Trees Galore

From planting young saplings to walking through ancient rainforest, this week has revolved around trees.

We spent a morning volunteering with the UQ Sustainability Team planting trees at UQ Gatton campus. This campus is located about an hour away from the St Lucia campus and is Australia’s leading provider in the field of Animals, Agriculture, Veterinary Science, Food and the Environment.

gatton solar
Solar research facility at UQ Gatton’s campus

The campus also contains a 3.275 megawatt Solar Research Facility which comprises more than 37,000 thin-film photovoltaic panels, mounted on the campus’s 10ha former airstrip. Last year the facility generated more than 5.8 million kilowatt hours of renewable energy: the equivalent to the annual electricity usage of more than 1000 average Queensland households. It looks like something you’d see in outer space, but is a good installment nonetheless!

During the day we planted 5300 trees along a 1.5km area that was badly affected by floods, before finishing with a BBQ, as all events here do. Tree planting here is a cinch compared to tree planting in Scotland – mainly because the ground isn’t frozen so it’s actually possible to dig – although I’m yet to learn my lesson that rushing out the door in the morning without putting suncream on properly will result in returning looking like a tomato.

PROVIDED RECORDS
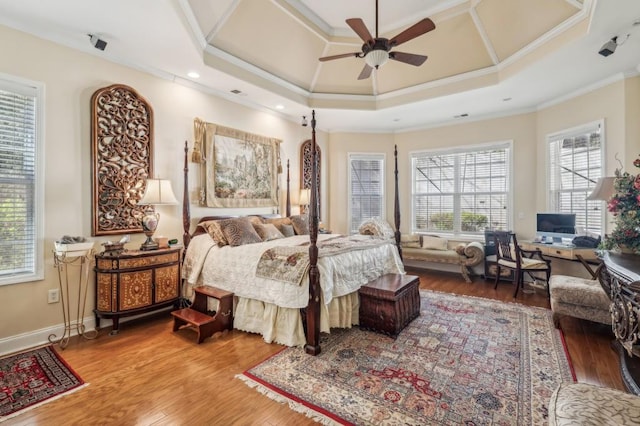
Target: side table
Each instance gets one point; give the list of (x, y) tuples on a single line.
[(135, 282), (63, 261)]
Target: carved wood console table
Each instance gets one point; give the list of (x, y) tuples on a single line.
[(621, 280)]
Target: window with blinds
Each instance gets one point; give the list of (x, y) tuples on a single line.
[(576, 159), (461, 192), (20, 257), (366, 188)]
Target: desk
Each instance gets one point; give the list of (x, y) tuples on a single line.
[(586, 256)]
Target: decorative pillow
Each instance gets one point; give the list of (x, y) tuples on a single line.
[(267, 231), (377, 227), (213, 229), (300, 224), (239, 231), (410, 241), (278, 222), (287, 230), (434, 243)]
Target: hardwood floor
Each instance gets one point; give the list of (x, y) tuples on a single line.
[(148, 375)]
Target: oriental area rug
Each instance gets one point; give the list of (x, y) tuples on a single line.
[(463, 361), (32, 378)]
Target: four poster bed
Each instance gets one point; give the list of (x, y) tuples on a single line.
[(288, 289)]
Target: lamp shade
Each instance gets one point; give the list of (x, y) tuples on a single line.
[(604, 189), (158, 192), (376, 58), (305, 195)]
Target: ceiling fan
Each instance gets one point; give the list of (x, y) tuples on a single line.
[(377, 51)]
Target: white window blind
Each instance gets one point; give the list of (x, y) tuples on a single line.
[(20, 257), (575, 165), (461, 192), (366, 188)]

SHORT PROBLEM 1
Answer these questions from the Trees Galore post:
(a) How far is the Gatton campus from the St Lucia campus?
(b) How many thin-film photovoltaic panels does the Solar Research Facility comprise?
(c) How many trees were planted during the day, and along what length of ground?
SHORT PROBLEM 2
Repeat word for word the lines of the listing from the one containing "Target: decorative pillow" through the listing's last line, both included.
The listing and the Trees Galore post have no connection to each other.

TASK SOLUTION 1
(a) About an hour away.
(b) More than 37,000.
(c) 5300 trees, along a 1.5km area.

TASK SOLUTION 2
Target: decorative pillow
Each instance gets one point; give the list of (x, y) tuples on a single line.
[(267, 231), (377, 227), (213, 229), (300, 224), (239, 231), (410, 241), (278, 222), (287, 230), (434, 243)]
Target: hardwood floor
Each instance gets one point; give the list of (x, y) tuples on a single line.
[(148, 375)]
Target: oriental area rug
Each instance gets one point; give the list of (x, y) tuples on a single line.
[(463, 361), (32, 378)]
Target: four poster bed
Each instance gets one point; give the list of (x, y) tuples on a single line.
[(288, 289)]
Target: lamp shade
Each instance gets one point; give the list of (x, y) tuples on a single line.
[(604, 189), (158, 192), (376, 58), (305, 195)]
Target: ceiling fan
Each instance gets one point; give the list of (x, y) tuples on a single line.
[(377, 51)]
Target: white window blind
Each instance gets one point; give the list of (x, y) tuples on a single line.
[(20, 257), (575, 165), (461, 192), (366, 188)]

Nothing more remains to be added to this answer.